Extract to read »
Monte Carlo Methods in Practice

Monte Carlo Methods

Reading time: 15 mins.

This lesson is complementary to the previous lesson 16\. The lesson Mathematical Foundations of Monte Carlo Methods is more about the concepts upon which Monte Carlo methods are built. In this lesson, we will talk about the methods themselves, and provide some practical examples.

Monte Carlo Methods: I Am Feeling (Un-)Lucky!

In rendering, the term Monte Carlo (often abbreviated as MC) is often used, read, or heard. But what does it mean? Now that you spent a fair amount of time reviewing the concept of statistics and probabilities, you will realize (it might come as a deception to certain) that what it refers to, is an incredibly simple idea. However simple, it is powerful and has some interesting properties that make it very attractive for solving various problems. In short, Monte Carlo methods refer to a series of statistical methods essentially used to find solutions to things such as computing the expected values of a function or integrating functions that can't be integrated analytically because they don't have a closed-form solution for example (see also the lesson The Mathematics of Shading). What we mean by statistical methods is that they use sampling techniques similar to those we studied in great detail in the last chapters to compute these solutions. Why do we say Monte Carlo methods? Simply because the same principle can be used to solve different problems and each one of these problems is associated with a different technique or algorithm. What all these algorithms have in common is their use of random (or stochastic) sampling. As described by Russian mathematician Sobol:

The Monte Carlo method is a numerical method of solving mathematical problems by random sampling (or by the simulation of random variables).

Monte Carlo (MC) methods all share the concept of using randomly drawn samples to compute a solution to a given problem. These problems generally come in two main categories:

Simulation: Monte Carlo or random sampling is used to run a simulation. If you want to compute the time it will take to go from point A to point B, given some conditions such as the chances that it will rain on your journey or that it will snow, the chances that there will be a traffic jam, that you will have to stop on your way to get some gas, etc. you can set these conditions at the start of your simulation and run the simulation 1,000 times to get an estimated time. As usual, the higher the number of runs or trials (here 1,000), the better your estimate.
Integration: this is a technique useful for mathematicians. In The Mathematics of Shading, we learned how to compute simple integrals using the Riemann sum technique. As simple as this can be, this approach can be quite computationally expensive as the dimension of the integral increases. MC integration though, while not having the greatest rate of convergence to the actual solution of the integral, can give us a way of getting a reasonably close result at a "cheaper" computational cost.

Data block »

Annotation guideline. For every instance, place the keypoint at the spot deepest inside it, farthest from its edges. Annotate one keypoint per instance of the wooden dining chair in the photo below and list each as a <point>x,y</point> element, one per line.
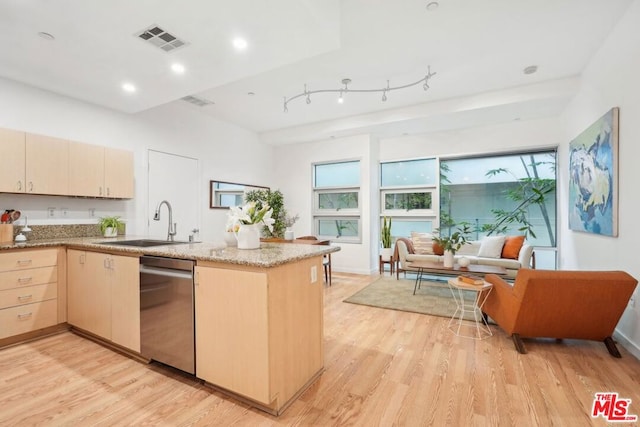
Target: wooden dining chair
<point>326,261</point>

What is needed »
Carry on the Monte Carlo lesson from its last sentence. Nothing in the listing matters here.

Result of this task »
But let's rephrase this to emphasize something very important about this method (actually what's truly and fundamentally exciting and beautiful about it). If it is true that the more samples you use, the closer the MC method gets to the actual solution because we use random samples, an MC method can as well "just" randomly fall on the exact value by pure chance. In other words, on occasions, running a single MC simulation or integration will just give the right solution. However, on most occasions, it won't, but averaging these results will nevertheless converge to the exact solution anyway (we've learned about this and the Law of Large Numbers in Mathematical Foundations of Monte Carlo Methods).

For example, given some conditions about the weather and time of the week and day you will be traveling from A to B, our first simulation gives us the time of 1 hour and 32 minutes. Now let's say that none of the other 1,000,000,000,000 simulations we ran using the same conditions gave you that number, but when averaging their results though we get 1 hour and 32 minutes. In other words, your first simulation gave you what seems to be the actual solution to your problem (what you might expect the average of one trillion simulations to be pretty close to). Of course, you don't know that you get the right answer after only one trial, but this is one of the great characteristics of the method: with very few samples, sometimes, you may as well get the exact solution (or very close to it).

However in the strength of the MC methods also lies their main weakness. If by chance you sometimes get the right or close to the right solution with only a few samples, you may as well be unlucky at some other times and need a very large number of samples before getting close to the right answer. Generally, the rate of convergence of MC methods (the rate by which the MC methods converge to the right result as the number of samples increases) is pretty low (not to say poor). We will talk about this again further in this chapter. This is another important characteristic of the MC methods you need to remember.

Hit-or-Miss Monte Carlo Method

**Figure 1:** estimating the area of a shape using the hit/miss method.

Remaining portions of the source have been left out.